§ Bereitgestellter Auszug
====
Finanzen und Pfarrstellenrahmenplan

Kreative Konzepte sind für die Zukunft gefragt, denn der Rückgang der Mitgliederzahlen führt auch zu geringeren Einnahmen durch die Kirchensteuer. Nach Jahren steigender Einnahmen trotz wachsender Austrittszahlen wurde 2023 nach Aussagen der Kirchenleitung ein Kipp-Punkt erreicht. So sind die Kirchensteuereinnahmen im Vorjahr um sieben Prozent auf 707 Millionen Euro gesunken – das entspricht einem Minus von rund 54 Millionen Euro. Prognostiziert wird für das Jahr 2024 ein Gesamtkirchensteueraufkommen in Höhe von circa 693 Millionen Euro – ein Rückgang um weitere zwei Prozent gegenüber 2023. „Wir müssen leider zur Kenntnis nehmen, dass der für 2030 vermutete Kipppunkt der Kirchensteuer bereits im letzten Jahr eingetreten ist. Das heißt, dass die Kirchensteuer insgesamt sukzessive zurückgeht, und zwar leider erheblich“, sagte Superintendent Markus Zimmermann, der auch Vorsitzender des Finanzausschusses der Landeskirche ist. „Für die Kölner Gemeinden bedeutet das auch immer geringere Einnahmen durch die Kirchensteuer. Für eine gewisse Zeit können wir in Köln und der Region den Rückgang der Kirchensteuer durch die Verwendung der klugerweise in den guten Jahren durch den Evangelischen Kirchenverband Köln und Region angesammelten Rücklagen für die Gemeinden noch etwas abfedern.“

Die Evangelische Kirche im Rheinland geht weiter davon aus, im Jahr 2040 nur noch 700 Pfarrstellen zu haben. Auf diese Zahl hat sich die Landessynode verständigt. Der Landessynode 2026 soll ein Vorschlag vorgelegt werden, wie diese Pfarrstellen dann verteilt werden. Vor neun Jahren hatte die Synode erstmals eine Zielzahl festgelegt, damals waren für das Jahr 2030 noch 1000 Vollzeitpfarrstellen vorgesehen.

 

Mitgliederorientierung und neue Lebensordnung

„Durch die Veränderungen in der Kirchenordnung und die neue Lebensordnung haben die Gemeinden mehr Freiheiten, ihre Gottesdienste, die Taufen und Trauungen zu gestalten“, sagte Torsten Krall, Superintendent des Kirchenkreises Köln-Rechtsrheinisch und Mitglied im Ausschuss für Kirchenordnung und Rechtsfragen. „Es ist möglich, noch mehr danach zu gehen, was Menschen brauchen und dies schnell und vor Ort individuell umzusetzen.“ Dies bedeutet weniger Regelungen, mehr Gestaltungs- und Entscheidungsfreiheit für Pfarrpersonen und Presbyterien sowie eine Stärkung der Mitgliederorientierung. So sind unter anderem nach der neuen Lebensordnung alle Getauften zum Abendmahl eingeladen, Amtshandlungen außerhalb der eigenen Ortsgemeinde werden vereinfacht und Einschränkungen für Gottesdienstorte bei Amtshandlungen fallen weg.
====
§ Aufgabenstellung
Fassen Sie im obigen Textauszug über Finanzen und Pfarrstellen den Absatz, der mit „Die Evangelische Kirche im Rheinland geht weiter davon aus“ beginnt, als kurze Stichpunktliste zusammen.

[Annotationsdatensätze]
====
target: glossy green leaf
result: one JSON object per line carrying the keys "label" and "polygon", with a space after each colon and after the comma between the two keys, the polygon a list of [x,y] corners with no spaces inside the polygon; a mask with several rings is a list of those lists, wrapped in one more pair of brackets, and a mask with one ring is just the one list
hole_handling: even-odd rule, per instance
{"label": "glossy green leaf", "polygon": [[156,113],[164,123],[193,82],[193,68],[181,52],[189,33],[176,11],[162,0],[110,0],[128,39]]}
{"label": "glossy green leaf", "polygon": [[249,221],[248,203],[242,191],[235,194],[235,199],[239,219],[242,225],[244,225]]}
====
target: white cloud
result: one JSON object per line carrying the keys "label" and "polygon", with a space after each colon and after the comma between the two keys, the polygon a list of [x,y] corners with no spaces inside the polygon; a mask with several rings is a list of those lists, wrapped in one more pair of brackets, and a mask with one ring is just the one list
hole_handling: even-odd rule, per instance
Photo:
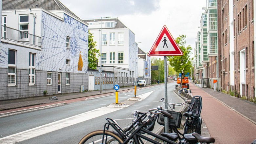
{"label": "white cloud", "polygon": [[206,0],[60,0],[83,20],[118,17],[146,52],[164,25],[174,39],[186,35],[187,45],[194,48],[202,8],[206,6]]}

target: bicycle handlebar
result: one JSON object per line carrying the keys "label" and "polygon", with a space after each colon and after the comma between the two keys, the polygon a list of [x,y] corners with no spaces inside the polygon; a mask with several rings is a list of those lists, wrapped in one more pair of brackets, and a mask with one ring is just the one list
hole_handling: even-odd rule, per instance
====
§ Lösung
- Die Evangelische Kirche im Rheinland rechnet für das Jahr 2040 weiterhin mit nur noch 700 Pfarrstellen.
- Auf diese Zahl hat sich die Landessynode verständigt.
- Der Landessynode 2026 soll ein Vorschlag zur Verteilung dieser Pfarrstellen vorgelegt werden.
- Vor neun Jahren legte die Synode erstmals eine Zielzahl fest. Damals waren für 2030 noch 1000 Vollzeitpfarrstellen vorgesehen.